PeerIndex claims that @feltron should have an audience score of 0, however, the well known data analyst and designer had 11,219 Followers and was listed 907 times at the time of this post. @coachella, the epic music festival in Indio, CA, has an activity score of 0, though the account has tweeted 436 times and several immediately preceding this blog post. Finally, @MummNapaWinery has 0’s across the board even though the account has 312 tweets, 3,122 followers, and is one of my favorite wineries in Napa. I also find it ironic and mildly awkward that PeerIndex gives itself a low authority score and Klout a slightly higher one.

For due diligence purposes, I performed the same group comparisons as in my original Klout post, but I didn’t find the same monotonicity issues. As a result, they are harder to poke fun at, so I placed them at the bottom of this post. You will notice a few individuals are left out relative to the original Klout comparisons. The UI requires 6 or less people, so I took a few out randomly. If you stare at the authority scores in these examples long enough, I think you’ll agree that they are kind of wonky (check out Vic Gundotra and Carla Borsoi, VPs at Google and AOL, respectively). Put more succinctly:

PeerIndex Advantages:

  • No or fewer monotonicity issues
  • Facebook, LinkedIn, and Quora already integrated (Klout is just adding LinkedIn)
  • Twitter Elite Lists are VERY interesting: Top Users, Top Women, Top Brands, Top Cities

PeerIndex Disadvantages:

  • Can’t see or track your score over time
  • Fewer details in summary
  • VERY slow to update (~7 days initially and updates only every couple of days)
  • Authority score needs more explanation

In summary, PeerIndex is a legitimate competitor, but they need to fix the user facing bugs I highlighted and really speed up their scoring cycle. If a user shows up to the site and can’t immediately access their score they will have HUGE retention issues. One of the most under appreciated features of Klout, regardless of your feelings concerning the legitimacy of its score, is its infrastructure. The fact that they can ingest the Twitter and Facebook streams, process the data, and update every day is an incredible engineering feat, especially for a startup of its size. Perhaps there is an unseen tradeoff between speed and quality of score within Klout and PeerIndex.

Next we consider Twitter Grader.


Their approach is totally opaque. The summary simply lists stats that I can get from my own twitter account, a number from 0 to 100, and a relative rank. I have no idea where this rank comes from, especially because there are way more than 9 million people on Twitter. Perhaps this is the number of accounts ever scored on Twitter Grader? I certainly hope not, because that would be incredibly biased. They do provide an article in their help center: How does Twitter Grader Calculate Twitter Rankings. Honestly their score may be great, but I just don’t have enough information and their site is lacking many of the features found in PeerIndex and Klout.

Twitter Grader Advantages:

  • Pulls your data and calculates score instantly
  • Associated with Hubspot (which has a great reputation)
  • It only uses twitter (see also disadvantages)

Direction A —
Answer these questions about the blog post:
(i) How many followers did @feltron have at the time of the post?
(ii) At most how many people can be compared at once in the PeerIndex UI?
(iii) Which company is Twitter Grader associated with?
The listing that comes next is unrelated to the blog post.

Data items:

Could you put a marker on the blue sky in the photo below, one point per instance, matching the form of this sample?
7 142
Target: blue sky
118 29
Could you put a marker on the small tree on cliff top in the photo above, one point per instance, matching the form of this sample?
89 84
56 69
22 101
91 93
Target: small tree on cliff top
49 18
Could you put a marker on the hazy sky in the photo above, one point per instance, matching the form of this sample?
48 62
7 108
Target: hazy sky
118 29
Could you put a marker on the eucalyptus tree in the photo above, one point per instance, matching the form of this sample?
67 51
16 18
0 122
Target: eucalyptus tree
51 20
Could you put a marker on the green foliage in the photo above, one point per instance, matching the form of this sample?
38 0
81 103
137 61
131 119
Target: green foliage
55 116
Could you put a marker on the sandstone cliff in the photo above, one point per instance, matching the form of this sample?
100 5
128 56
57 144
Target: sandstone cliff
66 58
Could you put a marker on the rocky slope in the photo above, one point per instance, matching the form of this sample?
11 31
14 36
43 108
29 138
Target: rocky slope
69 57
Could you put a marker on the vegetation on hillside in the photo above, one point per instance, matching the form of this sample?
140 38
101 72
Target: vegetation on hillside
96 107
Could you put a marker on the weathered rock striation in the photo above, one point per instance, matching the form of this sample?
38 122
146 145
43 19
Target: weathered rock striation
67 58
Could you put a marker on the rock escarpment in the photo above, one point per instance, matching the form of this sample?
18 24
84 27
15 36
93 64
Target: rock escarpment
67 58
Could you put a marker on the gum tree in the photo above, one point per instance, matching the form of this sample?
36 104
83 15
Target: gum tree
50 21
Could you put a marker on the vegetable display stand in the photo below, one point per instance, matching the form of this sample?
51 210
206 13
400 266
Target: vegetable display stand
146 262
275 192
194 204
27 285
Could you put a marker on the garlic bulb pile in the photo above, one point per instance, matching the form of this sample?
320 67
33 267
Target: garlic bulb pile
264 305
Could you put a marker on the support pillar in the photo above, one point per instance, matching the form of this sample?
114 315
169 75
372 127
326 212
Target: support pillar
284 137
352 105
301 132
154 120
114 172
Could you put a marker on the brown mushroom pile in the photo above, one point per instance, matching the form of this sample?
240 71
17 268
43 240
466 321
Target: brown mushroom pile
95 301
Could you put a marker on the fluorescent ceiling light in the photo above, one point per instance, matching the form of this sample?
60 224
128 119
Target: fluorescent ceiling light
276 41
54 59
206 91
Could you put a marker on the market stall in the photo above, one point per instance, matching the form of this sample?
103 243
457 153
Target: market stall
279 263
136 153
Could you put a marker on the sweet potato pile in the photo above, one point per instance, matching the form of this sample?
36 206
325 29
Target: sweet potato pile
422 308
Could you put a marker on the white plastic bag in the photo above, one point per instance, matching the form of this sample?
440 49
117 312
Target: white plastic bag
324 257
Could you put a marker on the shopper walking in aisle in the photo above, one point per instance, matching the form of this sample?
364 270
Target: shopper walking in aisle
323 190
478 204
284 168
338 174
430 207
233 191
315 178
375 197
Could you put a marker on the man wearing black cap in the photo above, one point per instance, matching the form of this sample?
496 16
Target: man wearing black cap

Direction B —
Quote the part of the listing that opens with the line containing "Could you put a marker on the sweet" and runs through the end of the listing.

Final answer A —
(i) 11,219
(ii) 6
(iii) Hubspot

Final answer B —
Could you put a marker on the sweet potato pile in the photo above, one point per instance, matching the form of this sample?
36 206
325 29
Target: sweet potato pile
422 308
Could you put a marker on the white plastic bag in the photo above, one point per instance, matching the form of this sample?
440 49
117 312
Target: white plastic bag
324 257
Could you put a marker on the shopper walking in aisle in the photo above, one point per instance, matching the form of this sample?
364 270
Target: shopper walking in aisle
323 190
478 204
284 168
338 174
430 207
233 191
315 178
375 197
Could you put a marker on the man wearing black cap in the photo above, one point per instance, matching the form of this sample?
496 16
Target: man wearing black cap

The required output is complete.